** ACTION ITEM **
Your answer must be an exact copy of the lines from the one holding "Could you please mark the door" through the last line of the entries below, with nothing added.

[Opening INPUT DATA section]

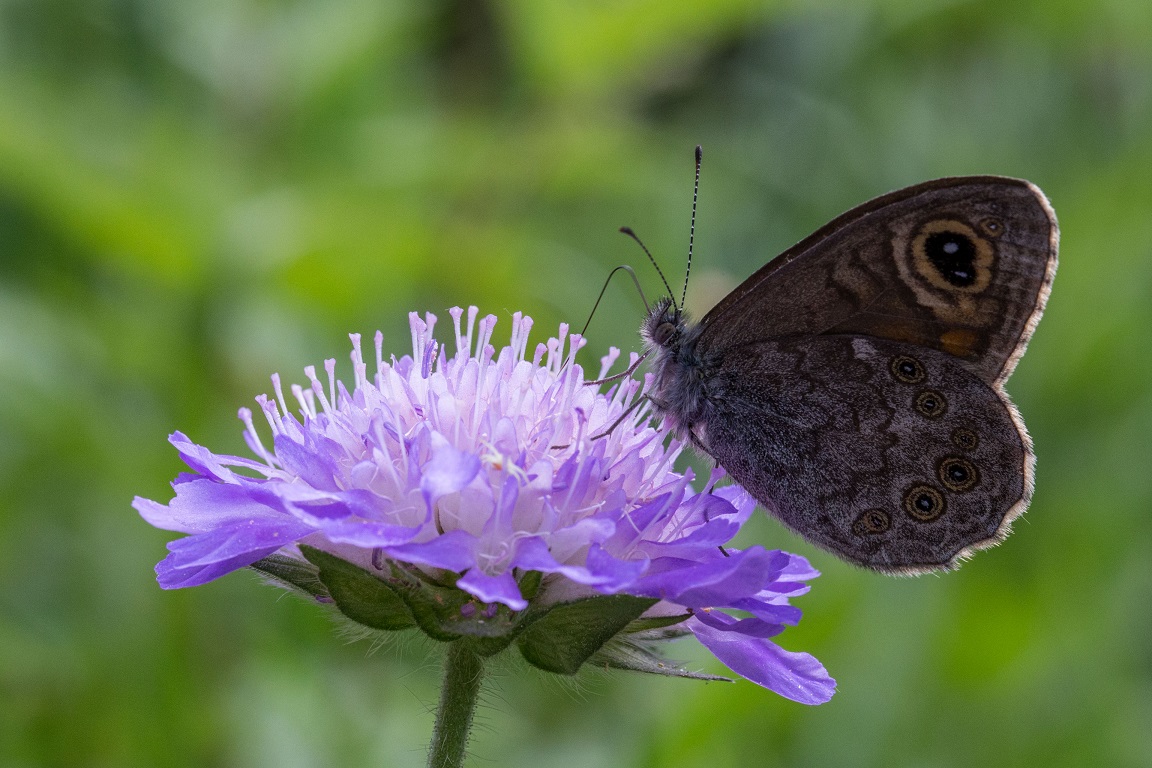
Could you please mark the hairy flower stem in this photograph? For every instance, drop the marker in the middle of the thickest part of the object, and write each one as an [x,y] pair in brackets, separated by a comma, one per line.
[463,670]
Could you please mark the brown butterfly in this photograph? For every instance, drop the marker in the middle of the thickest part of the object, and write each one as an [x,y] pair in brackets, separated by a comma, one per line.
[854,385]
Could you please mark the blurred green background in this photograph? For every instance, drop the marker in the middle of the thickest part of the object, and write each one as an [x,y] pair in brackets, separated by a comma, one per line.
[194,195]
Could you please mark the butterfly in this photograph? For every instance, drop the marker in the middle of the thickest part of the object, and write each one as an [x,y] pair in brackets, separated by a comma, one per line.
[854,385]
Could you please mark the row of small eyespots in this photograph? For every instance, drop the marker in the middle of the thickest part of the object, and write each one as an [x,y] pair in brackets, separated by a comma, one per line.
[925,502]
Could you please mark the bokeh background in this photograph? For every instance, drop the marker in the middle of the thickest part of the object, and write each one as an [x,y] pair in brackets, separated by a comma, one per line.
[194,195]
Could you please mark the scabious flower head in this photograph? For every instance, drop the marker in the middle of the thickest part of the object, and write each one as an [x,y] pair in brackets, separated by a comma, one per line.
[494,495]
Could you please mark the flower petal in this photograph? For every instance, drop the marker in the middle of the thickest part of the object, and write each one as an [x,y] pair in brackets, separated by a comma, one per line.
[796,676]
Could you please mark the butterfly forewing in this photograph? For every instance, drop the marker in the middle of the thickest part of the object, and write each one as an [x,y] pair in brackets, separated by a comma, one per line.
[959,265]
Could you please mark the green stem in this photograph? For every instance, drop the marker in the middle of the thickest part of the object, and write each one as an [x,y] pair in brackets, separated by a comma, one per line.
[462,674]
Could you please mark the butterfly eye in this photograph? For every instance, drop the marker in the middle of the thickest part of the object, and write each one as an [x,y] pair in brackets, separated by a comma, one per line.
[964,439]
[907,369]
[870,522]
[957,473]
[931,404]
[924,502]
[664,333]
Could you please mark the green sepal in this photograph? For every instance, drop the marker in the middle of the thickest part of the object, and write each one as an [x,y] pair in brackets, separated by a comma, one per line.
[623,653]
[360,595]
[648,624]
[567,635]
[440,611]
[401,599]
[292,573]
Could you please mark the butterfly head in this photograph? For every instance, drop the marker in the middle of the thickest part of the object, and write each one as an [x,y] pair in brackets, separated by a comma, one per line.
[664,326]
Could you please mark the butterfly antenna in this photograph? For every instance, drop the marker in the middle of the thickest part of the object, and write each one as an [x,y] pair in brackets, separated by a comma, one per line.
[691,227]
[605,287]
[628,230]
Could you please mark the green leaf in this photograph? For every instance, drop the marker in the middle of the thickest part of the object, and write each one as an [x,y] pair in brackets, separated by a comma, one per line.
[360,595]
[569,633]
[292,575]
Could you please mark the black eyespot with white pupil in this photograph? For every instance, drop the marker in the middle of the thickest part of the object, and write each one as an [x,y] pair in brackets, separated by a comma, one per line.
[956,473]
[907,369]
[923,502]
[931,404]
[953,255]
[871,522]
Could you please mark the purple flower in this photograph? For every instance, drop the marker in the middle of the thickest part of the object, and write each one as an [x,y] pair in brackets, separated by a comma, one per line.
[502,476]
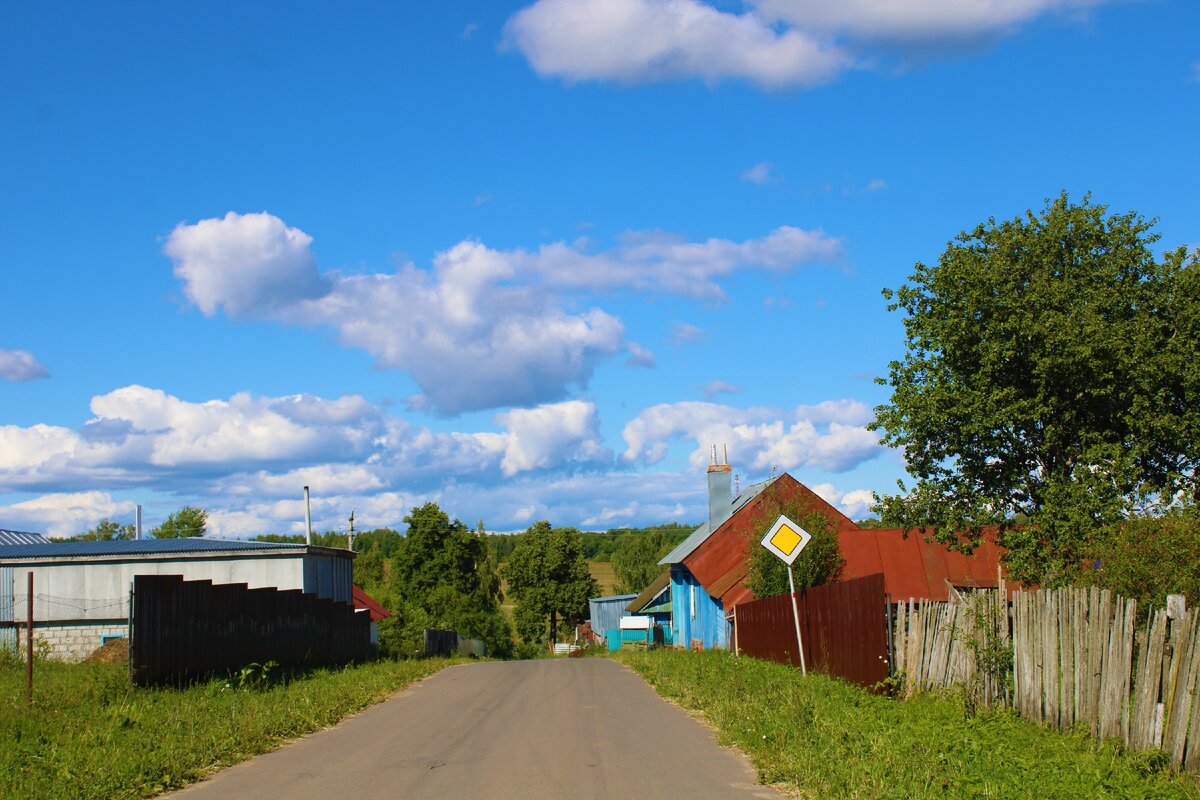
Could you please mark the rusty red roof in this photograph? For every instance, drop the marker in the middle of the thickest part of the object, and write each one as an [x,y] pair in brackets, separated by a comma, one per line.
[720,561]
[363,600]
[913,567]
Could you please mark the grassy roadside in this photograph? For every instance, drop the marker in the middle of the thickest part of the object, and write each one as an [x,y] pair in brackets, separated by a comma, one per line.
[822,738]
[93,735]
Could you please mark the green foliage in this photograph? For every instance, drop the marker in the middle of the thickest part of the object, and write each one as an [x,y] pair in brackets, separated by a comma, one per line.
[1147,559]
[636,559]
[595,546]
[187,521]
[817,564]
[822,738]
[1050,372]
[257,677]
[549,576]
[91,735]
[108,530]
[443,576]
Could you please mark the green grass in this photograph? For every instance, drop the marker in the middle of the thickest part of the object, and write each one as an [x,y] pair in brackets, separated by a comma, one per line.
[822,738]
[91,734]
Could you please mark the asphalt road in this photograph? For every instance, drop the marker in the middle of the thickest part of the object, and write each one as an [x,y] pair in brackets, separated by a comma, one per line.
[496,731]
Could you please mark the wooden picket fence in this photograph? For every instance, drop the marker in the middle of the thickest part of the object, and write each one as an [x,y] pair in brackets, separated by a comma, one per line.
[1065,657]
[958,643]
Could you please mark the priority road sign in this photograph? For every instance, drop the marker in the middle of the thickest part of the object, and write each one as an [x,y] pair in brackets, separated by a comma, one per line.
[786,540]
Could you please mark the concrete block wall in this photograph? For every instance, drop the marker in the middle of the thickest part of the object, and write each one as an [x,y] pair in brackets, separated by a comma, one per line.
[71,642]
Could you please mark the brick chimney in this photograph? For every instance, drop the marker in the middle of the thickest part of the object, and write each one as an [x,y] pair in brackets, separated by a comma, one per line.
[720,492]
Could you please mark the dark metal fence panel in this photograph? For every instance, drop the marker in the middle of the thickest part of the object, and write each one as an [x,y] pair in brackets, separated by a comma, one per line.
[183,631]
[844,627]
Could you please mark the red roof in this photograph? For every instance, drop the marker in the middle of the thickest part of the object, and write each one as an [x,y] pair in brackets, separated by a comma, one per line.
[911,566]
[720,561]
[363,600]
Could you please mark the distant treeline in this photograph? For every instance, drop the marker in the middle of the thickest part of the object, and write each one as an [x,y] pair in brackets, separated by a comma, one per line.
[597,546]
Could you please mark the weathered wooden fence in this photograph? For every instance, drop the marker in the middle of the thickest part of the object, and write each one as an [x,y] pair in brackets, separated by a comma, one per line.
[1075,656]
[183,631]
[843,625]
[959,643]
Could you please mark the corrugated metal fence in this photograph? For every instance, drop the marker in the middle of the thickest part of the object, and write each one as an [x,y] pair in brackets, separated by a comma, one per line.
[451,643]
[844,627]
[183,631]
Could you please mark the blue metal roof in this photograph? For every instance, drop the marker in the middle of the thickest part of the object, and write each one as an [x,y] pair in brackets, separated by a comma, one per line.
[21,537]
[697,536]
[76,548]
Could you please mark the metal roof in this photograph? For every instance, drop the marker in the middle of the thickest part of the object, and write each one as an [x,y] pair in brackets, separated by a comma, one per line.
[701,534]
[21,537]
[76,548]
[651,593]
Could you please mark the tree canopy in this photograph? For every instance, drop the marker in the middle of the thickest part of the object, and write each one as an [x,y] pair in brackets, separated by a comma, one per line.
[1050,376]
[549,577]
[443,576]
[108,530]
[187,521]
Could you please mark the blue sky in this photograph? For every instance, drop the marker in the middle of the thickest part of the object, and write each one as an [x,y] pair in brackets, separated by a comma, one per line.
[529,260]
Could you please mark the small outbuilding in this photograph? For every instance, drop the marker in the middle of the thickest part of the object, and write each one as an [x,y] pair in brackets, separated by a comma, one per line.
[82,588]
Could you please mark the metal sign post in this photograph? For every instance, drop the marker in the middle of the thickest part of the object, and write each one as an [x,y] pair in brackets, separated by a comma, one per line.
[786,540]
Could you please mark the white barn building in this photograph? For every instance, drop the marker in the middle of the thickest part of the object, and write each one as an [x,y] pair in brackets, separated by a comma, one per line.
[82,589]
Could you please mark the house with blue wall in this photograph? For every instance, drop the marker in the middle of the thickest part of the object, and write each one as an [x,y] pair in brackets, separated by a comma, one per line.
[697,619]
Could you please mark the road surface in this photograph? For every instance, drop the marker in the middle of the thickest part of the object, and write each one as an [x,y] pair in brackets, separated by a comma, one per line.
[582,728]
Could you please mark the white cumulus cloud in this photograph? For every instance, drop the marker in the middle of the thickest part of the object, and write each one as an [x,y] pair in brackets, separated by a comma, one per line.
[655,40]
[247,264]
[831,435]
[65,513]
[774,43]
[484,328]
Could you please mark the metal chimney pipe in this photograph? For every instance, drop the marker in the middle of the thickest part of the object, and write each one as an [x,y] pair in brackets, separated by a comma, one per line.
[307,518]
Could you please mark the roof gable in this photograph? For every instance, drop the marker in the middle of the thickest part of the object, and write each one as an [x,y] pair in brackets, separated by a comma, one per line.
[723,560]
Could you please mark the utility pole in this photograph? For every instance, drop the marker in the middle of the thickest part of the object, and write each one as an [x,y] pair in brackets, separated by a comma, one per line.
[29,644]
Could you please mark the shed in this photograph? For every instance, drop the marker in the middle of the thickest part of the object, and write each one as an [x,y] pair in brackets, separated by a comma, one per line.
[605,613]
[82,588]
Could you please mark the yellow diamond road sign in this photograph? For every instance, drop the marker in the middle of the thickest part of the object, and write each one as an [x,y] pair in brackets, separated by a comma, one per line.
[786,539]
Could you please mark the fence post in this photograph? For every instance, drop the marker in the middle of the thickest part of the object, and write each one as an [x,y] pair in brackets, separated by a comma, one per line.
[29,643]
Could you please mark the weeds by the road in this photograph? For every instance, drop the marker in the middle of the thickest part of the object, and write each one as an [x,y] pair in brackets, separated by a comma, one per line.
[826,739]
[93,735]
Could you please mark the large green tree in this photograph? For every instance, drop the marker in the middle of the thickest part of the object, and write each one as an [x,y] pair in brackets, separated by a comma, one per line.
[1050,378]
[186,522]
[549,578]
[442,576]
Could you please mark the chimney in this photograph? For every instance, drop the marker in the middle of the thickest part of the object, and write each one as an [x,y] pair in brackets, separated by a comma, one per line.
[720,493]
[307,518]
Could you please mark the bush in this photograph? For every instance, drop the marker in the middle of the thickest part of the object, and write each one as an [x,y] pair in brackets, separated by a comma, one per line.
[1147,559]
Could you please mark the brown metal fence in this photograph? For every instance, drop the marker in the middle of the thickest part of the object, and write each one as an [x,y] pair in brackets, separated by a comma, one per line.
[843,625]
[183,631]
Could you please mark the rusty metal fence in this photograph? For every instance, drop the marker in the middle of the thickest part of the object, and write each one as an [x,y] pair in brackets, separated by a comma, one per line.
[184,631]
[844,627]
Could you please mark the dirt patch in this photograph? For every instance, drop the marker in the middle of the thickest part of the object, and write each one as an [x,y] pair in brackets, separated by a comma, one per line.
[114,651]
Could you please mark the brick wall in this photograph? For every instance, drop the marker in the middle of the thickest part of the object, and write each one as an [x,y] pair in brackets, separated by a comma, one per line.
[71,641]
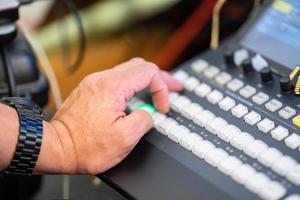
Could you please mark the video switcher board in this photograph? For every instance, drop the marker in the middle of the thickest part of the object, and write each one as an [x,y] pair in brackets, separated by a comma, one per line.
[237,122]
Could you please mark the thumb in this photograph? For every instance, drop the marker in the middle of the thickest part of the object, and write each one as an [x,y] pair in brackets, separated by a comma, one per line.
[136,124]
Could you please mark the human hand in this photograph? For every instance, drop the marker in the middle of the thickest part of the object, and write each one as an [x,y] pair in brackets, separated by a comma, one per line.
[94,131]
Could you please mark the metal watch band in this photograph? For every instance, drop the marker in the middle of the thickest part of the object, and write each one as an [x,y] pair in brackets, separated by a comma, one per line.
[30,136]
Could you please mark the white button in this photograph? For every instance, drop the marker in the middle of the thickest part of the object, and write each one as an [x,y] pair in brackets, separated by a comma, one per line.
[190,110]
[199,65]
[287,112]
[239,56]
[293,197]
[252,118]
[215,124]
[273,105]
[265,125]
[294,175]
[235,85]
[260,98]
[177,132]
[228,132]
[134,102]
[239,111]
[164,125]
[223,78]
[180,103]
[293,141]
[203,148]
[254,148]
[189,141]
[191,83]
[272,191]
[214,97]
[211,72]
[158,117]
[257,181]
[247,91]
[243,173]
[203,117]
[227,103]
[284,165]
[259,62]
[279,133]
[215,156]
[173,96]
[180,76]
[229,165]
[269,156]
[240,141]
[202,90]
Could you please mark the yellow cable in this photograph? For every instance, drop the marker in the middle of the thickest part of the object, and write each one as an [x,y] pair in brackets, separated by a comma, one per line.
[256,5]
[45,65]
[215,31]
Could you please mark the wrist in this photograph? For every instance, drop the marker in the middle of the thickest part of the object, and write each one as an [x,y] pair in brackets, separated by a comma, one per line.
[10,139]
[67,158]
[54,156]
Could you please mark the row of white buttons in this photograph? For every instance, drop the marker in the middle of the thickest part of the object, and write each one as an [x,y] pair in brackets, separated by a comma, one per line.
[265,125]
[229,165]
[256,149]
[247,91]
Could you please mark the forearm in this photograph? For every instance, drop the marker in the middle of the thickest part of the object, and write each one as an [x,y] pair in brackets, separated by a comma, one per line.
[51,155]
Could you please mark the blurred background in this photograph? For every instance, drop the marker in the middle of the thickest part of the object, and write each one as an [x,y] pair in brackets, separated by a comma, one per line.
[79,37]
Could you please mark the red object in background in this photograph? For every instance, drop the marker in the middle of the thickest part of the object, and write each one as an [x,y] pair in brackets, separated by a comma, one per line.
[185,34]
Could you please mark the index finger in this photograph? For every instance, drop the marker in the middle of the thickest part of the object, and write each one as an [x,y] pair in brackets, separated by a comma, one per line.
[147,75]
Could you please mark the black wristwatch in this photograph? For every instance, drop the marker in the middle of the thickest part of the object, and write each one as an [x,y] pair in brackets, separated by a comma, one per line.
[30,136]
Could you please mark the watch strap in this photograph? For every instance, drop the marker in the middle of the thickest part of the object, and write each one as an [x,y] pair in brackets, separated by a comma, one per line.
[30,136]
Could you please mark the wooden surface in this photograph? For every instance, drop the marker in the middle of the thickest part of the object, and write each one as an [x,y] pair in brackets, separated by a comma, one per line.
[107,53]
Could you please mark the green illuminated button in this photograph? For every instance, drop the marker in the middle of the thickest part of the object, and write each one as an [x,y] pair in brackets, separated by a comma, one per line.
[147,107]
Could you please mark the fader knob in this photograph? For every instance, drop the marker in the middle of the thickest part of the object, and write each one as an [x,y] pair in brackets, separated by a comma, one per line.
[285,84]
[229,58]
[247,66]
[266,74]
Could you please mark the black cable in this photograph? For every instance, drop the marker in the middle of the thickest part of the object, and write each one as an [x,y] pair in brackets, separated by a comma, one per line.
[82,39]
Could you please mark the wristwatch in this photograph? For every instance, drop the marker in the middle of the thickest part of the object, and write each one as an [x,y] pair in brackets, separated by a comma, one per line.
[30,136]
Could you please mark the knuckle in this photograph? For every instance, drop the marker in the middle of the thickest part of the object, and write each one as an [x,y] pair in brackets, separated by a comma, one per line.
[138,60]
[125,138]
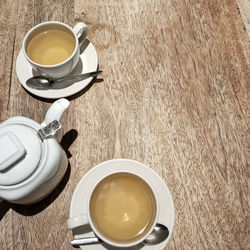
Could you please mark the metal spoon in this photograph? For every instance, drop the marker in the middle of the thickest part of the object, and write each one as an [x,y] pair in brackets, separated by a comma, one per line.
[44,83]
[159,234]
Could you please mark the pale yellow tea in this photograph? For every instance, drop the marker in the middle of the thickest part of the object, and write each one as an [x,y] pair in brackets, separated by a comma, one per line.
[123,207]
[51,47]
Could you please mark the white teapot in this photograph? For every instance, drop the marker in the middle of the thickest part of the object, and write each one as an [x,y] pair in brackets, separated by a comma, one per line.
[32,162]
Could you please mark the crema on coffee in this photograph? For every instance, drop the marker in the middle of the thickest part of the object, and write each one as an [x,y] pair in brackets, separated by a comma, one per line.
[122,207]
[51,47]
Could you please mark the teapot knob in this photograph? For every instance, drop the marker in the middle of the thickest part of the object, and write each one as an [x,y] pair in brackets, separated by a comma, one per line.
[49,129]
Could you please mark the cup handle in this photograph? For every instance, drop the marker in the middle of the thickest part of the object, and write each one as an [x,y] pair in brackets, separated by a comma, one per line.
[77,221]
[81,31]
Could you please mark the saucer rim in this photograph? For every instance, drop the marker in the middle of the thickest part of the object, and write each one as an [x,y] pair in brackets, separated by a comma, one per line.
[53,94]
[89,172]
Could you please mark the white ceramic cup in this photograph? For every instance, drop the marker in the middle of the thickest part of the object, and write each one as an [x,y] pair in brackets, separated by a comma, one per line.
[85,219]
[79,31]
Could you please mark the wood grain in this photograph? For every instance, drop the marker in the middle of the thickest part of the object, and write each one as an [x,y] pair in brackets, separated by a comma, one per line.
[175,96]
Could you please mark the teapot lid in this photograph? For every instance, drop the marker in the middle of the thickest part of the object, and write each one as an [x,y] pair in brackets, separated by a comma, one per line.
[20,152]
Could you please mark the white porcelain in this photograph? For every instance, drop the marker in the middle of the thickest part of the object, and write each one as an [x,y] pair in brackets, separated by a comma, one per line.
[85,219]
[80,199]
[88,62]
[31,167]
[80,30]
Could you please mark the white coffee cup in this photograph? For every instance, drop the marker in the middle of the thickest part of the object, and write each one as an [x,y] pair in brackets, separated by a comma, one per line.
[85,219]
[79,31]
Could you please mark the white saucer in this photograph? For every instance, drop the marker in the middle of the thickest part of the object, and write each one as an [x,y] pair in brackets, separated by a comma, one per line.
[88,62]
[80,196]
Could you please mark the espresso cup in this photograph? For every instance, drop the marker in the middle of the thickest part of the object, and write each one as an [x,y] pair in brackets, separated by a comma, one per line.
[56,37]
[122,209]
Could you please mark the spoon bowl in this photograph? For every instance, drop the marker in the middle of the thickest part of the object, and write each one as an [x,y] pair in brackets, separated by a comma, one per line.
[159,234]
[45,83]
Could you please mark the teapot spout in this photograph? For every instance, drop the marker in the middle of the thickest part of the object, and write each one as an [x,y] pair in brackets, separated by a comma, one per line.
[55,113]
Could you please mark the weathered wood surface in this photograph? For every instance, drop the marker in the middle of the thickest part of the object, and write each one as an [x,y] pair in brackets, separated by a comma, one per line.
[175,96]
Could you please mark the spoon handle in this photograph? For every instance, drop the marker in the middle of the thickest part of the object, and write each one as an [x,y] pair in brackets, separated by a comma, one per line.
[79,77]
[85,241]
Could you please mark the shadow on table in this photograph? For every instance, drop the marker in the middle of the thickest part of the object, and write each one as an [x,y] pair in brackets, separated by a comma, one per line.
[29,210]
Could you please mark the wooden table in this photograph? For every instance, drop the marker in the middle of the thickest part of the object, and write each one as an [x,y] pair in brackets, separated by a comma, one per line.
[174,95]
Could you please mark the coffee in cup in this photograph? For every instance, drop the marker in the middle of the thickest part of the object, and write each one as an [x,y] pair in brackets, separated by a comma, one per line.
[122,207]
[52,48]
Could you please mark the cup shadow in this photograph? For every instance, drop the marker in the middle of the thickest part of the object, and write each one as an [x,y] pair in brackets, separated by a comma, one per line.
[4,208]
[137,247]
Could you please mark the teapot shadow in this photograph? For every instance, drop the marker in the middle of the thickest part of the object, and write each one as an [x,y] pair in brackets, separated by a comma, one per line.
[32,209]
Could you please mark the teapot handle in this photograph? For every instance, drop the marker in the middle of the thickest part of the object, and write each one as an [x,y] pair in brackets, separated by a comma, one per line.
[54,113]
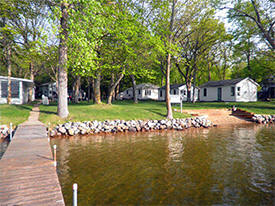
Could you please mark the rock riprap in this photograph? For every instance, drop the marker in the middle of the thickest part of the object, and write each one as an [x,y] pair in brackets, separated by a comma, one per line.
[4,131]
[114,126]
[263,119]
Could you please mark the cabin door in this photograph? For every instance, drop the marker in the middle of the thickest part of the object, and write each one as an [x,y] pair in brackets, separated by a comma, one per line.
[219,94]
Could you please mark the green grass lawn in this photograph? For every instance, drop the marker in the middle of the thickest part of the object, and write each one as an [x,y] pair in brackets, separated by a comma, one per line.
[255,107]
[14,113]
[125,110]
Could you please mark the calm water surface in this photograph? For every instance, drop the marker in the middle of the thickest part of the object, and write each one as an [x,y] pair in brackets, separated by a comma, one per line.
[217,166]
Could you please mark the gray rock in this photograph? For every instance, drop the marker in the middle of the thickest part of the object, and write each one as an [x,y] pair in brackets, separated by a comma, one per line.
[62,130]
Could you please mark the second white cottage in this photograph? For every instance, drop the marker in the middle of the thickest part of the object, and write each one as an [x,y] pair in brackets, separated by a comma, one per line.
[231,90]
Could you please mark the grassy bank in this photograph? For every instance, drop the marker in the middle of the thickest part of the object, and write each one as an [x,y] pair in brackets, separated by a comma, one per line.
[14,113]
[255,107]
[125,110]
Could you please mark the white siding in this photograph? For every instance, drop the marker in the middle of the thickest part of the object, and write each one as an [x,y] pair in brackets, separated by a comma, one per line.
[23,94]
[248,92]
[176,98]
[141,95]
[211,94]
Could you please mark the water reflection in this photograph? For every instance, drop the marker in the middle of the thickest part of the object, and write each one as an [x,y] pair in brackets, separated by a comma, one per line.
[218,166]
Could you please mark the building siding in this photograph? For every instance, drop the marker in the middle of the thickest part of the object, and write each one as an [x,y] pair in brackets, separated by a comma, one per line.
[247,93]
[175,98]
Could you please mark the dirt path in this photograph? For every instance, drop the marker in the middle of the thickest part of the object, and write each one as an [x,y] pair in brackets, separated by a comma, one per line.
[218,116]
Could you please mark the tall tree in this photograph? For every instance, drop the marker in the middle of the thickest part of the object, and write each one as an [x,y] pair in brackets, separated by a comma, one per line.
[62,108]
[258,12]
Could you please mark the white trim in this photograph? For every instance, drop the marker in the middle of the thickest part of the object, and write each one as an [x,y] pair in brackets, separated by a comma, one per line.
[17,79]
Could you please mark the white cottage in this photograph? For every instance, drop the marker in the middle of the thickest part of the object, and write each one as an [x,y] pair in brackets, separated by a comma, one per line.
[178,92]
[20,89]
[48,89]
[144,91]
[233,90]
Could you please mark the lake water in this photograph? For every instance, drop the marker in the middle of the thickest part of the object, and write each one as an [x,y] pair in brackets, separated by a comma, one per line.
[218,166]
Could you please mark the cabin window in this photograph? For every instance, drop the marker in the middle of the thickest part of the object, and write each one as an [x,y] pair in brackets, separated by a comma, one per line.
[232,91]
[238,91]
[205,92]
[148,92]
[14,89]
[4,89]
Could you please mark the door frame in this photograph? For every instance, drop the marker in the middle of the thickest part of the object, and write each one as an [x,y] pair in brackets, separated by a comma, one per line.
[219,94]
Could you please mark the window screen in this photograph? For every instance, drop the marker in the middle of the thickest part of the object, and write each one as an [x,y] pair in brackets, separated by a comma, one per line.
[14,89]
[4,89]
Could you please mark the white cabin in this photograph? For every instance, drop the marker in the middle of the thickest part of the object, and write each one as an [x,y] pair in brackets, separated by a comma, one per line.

[Closing INPUT DATA section]

** RESPONSE AREA **
Could you please mark the door frame in this photograph? For every instance, drop the marker in the middle of the thickest part of the object, and write each one as an [x,y] pair in brackets, separated by a comma, one per line.
[219,94]
Could you please mark the window screen in this photograph? For every instance, drop the marker in the middle of the thickest part of the object, and write each one as an [x,y] pair in brackets, separated by a comma, one per line.
[14,89]
[4,89]
Could you please mark the white cabin in this photograph? For every instance, drop the marker in the middle of the thickest part of the object, and write each one as an [x,y] pair in brackets, separated by a comma, one per line.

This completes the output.